Exercise: Select every line below that contains the string "target", and copy those lines.

Dataset rows:
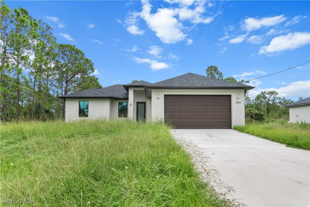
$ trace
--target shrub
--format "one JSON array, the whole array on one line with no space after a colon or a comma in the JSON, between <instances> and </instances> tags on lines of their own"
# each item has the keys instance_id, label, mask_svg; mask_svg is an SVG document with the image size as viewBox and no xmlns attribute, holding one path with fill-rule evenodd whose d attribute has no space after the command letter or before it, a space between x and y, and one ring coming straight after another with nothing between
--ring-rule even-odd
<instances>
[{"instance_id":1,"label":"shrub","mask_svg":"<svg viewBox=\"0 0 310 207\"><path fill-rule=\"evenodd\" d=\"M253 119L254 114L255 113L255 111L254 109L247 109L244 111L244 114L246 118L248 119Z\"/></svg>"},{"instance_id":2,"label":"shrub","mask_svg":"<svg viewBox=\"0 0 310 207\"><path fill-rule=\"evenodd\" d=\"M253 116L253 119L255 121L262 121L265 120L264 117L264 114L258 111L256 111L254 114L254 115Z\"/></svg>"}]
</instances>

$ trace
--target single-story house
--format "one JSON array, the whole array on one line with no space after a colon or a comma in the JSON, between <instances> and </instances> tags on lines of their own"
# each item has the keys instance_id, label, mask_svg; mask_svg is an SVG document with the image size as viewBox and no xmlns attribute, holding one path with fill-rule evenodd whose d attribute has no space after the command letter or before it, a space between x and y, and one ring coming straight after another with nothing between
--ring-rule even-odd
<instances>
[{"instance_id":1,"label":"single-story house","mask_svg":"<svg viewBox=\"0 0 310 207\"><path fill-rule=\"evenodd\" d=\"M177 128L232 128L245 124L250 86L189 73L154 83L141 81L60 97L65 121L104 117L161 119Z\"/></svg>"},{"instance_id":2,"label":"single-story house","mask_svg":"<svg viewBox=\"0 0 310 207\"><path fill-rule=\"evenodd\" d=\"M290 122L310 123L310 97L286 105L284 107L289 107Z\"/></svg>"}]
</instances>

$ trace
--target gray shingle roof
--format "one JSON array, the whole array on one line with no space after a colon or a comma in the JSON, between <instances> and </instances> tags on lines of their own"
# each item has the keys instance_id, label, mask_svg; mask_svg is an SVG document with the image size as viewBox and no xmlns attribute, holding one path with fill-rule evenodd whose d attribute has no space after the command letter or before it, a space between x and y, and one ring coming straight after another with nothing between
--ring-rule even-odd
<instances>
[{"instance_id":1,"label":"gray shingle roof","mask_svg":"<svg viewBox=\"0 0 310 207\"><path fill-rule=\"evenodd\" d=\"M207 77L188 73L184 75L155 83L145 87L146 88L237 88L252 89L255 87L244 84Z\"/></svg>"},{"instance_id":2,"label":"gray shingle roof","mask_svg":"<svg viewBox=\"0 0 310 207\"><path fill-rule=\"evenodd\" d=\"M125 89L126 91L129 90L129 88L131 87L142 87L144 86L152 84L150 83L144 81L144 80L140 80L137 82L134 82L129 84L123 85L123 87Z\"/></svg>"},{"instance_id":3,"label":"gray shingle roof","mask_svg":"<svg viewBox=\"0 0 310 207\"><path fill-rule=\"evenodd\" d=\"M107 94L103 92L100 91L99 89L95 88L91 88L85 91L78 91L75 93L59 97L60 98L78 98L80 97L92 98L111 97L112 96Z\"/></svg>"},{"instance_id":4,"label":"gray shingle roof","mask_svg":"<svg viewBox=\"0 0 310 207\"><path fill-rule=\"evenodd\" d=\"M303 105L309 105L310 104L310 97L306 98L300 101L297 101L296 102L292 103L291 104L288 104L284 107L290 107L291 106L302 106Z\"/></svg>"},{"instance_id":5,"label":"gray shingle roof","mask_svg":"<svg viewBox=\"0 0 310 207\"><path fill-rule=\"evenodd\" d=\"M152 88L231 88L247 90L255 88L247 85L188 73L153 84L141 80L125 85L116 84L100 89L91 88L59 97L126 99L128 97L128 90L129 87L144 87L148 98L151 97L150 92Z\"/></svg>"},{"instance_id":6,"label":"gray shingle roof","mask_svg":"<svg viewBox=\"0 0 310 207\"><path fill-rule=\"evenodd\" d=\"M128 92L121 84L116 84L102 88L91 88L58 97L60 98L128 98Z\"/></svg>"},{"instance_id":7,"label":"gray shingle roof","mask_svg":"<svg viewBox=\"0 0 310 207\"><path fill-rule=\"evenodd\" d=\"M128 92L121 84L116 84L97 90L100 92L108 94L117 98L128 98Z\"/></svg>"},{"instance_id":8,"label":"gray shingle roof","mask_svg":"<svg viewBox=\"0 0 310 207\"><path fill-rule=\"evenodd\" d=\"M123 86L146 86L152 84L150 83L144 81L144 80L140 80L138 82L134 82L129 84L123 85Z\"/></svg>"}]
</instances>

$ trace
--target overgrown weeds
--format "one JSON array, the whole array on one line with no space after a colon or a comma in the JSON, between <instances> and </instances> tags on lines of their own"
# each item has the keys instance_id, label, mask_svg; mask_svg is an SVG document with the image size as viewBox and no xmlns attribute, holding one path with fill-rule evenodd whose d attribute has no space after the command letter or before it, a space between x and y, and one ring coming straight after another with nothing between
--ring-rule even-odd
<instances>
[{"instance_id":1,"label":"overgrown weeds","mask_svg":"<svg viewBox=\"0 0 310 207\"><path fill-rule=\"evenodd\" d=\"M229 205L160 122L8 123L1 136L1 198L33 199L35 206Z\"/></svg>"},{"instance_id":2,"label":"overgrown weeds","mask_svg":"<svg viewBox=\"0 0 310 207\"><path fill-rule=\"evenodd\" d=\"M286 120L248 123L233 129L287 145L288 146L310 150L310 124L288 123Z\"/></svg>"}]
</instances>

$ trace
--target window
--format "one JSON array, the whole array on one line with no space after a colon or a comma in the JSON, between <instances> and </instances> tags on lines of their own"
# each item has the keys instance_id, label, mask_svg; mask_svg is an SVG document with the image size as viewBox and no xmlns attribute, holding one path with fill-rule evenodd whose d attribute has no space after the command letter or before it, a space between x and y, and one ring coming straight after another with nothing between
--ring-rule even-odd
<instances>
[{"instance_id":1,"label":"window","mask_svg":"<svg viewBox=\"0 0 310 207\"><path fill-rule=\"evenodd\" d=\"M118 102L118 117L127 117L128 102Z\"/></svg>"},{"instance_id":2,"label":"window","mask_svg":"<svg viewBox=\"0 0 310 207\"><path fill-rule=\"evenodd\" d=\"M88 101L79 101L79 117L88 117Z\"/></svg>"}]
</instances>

Exercise result:
--target shrub
--target single-story house
--target gray shingle roof
--target overgrown weeds
--target window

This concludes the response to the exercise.